# SET TASKS:
**1)** In the eSports earnings notebook below, which plot style is passed to plt.style.use?
**2)** Proceed with the eSports earnings notebook below, picking up right after its final cell.
Start PAGE EXCERPT
# eSports Earnings - Data Analysis

## Import necessary Libraries

In [1]:
import numpy as np
import pandas as pd
import matplotlib.pyplot as plt

%matplotlib inline

### Format options

In [2]:
pd.options.display.float_format = '{:,.2f}'.format

In [3]:
plt.style.use('seaborn')

In [4]:
#plt.style.available

# 

## Load the Data

In [5]:
# Dataset: https://www.kaggle.com/jackdaoud/esports-earnings-for-players-teams-by-game

In [6]:
path = './Datasets/eSports/'

In [7]:
countries = pd.read_csv(path + 'country-and-continent-codes-list.csv')
players = pd.read_csv(path + 'highest_earning_players.csv')
teams = pd.read_csv(path + 'highest_earning_teams.csv')

FileNotFoundError: [Errno 2] No such file or directory: './Datasets/eSports/country-and-continent-codes-list.csv'

# 

## Data Exploratory

In [None]:
countries.head()

In [None]:
countries['Country_Number'].isnull().sum()
End PAGE EXCERPT
Start DATASET
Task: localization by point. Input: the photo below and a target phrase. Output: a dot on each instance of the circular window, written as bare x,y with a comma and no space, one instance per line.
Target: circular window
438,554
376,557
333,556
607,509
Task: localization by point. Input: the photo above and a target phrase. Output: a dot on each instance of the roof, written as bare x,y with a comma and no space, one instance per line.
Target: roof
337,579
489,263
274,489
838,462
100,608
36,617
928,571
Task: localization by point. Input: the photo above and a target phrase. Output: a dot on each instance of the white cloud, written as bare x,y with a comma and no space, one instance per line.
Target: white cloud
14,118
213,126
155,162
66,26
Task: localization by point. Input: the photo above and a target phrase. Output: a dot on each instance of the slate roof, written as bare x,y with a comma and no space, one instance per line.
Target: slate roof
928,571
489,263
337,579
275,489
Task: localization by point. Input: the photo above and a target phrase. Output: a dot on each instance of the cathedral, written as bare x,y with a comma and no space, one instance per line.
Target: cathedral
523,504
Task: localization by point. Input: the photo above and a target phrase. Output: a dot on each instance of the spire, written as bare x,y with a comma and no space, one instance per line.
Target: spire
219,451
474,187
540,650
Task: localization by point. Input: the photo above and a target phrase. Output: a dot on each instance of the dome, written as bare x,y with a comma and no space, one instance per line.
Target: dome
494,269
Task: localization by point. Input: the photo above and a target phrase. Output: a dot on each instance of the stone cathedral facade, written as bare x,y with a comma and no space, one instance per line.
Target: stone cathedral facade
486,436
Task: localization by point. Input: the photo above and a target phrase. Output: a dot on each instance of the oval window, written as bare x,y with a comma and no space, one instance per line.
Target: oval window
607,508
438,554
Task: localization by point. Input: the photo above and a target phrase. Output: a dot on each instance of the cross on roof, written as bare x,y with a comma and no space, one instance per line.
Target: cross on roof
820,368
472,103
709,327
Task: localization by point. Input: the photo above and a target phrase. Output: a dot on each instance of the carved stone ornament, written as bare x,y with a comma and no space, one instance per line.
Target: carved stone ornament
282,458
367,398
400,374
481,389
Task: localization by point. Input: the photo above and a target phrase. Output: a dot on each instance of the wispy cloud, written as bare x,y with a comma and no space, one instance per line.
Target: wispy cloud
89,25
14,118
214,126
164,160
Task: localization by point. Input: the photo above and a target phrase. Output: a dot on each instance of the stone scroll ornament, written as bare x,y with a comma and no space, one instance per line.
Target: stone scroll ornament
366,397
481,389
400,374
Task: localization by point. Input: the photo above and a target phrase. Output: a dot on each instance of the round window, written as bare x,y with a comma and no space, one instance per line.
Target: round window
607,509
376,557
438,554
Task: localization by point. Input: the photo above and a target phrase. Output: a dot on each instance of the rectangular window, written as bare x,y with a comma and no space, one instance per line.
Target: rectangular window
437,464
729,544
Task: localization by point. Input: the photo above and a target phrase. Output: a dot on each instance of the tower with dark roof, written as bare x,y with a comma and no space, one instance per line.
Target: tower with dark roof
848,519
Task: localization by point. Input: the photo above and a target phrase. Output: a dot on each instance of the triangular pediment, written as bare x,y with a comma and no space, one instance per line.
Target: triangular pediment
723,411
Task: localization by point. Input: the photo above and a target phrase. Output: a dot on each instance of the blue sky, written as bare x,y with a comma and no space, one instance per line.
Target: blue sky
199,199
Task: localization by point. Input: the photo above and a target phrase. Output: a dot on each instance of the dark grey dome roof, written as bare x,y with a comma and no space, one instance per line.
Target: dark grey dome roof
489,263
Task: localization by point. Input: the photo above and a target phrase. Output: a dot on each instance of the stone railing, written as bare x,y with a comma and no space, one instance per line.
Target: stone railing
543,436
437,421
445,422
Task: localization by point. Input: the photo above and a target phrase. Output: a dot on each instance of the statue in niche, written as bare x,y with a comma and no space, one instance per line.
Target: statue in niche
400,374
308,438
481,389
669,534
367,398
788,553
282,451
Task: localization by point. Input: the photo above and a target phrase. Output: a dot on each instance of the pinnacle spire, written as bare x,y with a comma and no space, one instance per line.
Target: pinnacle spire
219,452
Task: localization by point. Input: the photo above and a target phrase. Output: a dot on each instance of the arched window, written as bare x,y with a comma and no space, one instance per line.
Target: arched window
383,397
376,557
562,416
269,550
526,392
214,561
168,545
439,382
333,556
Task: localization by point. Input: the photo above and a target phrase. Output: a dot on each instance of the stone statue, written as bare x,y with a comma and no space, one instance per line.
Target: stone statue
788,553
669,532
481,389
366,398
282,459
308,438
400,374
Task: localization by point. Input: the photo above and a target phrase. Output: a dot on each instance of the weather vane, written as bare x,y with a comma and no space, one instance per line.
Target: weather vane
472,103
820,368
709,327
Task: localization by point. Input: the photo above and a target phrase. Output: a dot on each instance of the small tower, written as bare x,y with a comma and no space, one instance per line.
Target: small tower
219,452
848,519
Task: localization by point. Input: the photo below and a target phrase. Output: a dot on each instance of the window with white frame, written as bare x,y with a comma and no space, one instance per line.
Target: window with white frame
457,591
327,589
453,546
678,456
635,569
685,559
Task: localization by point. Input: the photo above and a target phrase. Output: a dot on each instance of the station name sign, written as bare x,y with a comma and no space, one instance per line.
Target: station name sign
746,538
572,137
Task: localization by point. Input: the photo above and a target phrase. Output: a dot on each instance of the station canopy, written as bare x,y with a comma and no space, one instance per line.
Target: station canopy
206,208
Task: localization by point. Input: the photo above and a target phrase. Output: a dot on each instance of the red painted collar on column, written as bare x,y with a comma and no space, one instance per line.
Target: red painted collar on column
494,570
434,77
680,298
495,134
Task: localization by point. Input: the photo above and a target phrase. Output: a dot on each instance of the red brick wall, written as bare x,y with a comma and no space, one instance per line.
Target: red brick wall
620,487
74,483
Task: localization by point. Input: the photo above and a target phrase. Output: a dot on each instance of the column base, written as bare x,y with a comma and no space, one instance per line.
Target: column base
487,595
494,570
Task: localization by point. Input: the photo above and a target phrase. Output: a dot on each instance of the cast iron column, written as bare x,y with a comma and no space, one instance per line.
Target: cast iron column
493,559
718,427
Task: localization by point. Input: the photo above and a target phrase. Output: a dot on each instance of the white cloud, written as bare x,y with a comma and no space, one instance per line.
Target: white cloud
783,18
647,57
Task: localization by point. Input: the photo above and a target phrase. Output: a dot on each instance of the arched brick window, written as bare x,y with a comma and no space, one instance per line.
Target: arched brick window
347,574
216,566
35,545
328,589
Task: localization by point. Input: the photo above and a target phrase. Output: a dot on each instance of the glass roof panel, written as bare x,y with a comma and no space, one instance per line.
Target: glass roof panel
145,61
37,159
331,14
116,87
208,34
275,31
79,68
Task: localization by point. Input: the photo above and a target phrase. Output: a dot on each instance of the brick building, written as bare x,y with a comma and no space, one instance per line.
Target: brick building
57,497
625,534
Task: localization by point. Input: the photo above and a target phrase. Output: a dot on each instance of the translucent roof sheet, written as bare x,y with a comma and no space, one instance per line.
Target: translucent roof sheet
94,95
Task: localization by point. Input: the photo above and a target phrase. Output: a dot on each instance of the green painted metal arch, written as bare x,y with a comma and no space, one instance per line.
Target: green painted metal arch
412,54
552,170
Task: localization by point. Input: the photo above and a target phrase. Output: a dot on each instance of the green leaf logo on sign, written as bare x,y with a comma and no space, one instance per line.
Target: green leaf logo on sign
End DATASET
# SET OF ANSWERS:
**1)** 'seaborn'

**2)**
In [None]:
countries[countries['Country_Number'].isnull()]

In [None]:
countries.shape

In [None]:
players.head()

In [None]:
players.shape

In [None]:
teams.head()

In [None]:
teams.shape

# 

In [None]:
countries.info(memory_usage='deep')

In [None]:
countries.memory_usage(deep=True)

#

In [None]:
players.info(memory_usage='deep')

In [None]:
players.memory_usage(deep=True)

#

In [None]:
teams.info(memory_usage='deep')

In [None]:
teams.memory_usage(deep=True)

In [None]:
# we could change some types e.g.: game and genre as category but here are only 400 KB

# 

In [None]:
countries.isnull().sum()

In [None]:
print('Missing Values (in countries DataFrame)', end='\n\n')
for col in countries.columns:
    miss_val = countries[col].isnull().mean()
    if len(str(miss_val * 100).split('.')[0]) == 1:
        print(f'[ {round(miss_val * 100, 1)}%]', col)
    else:
        print(f'[{round(miss_val * 100, 1)}%]', col)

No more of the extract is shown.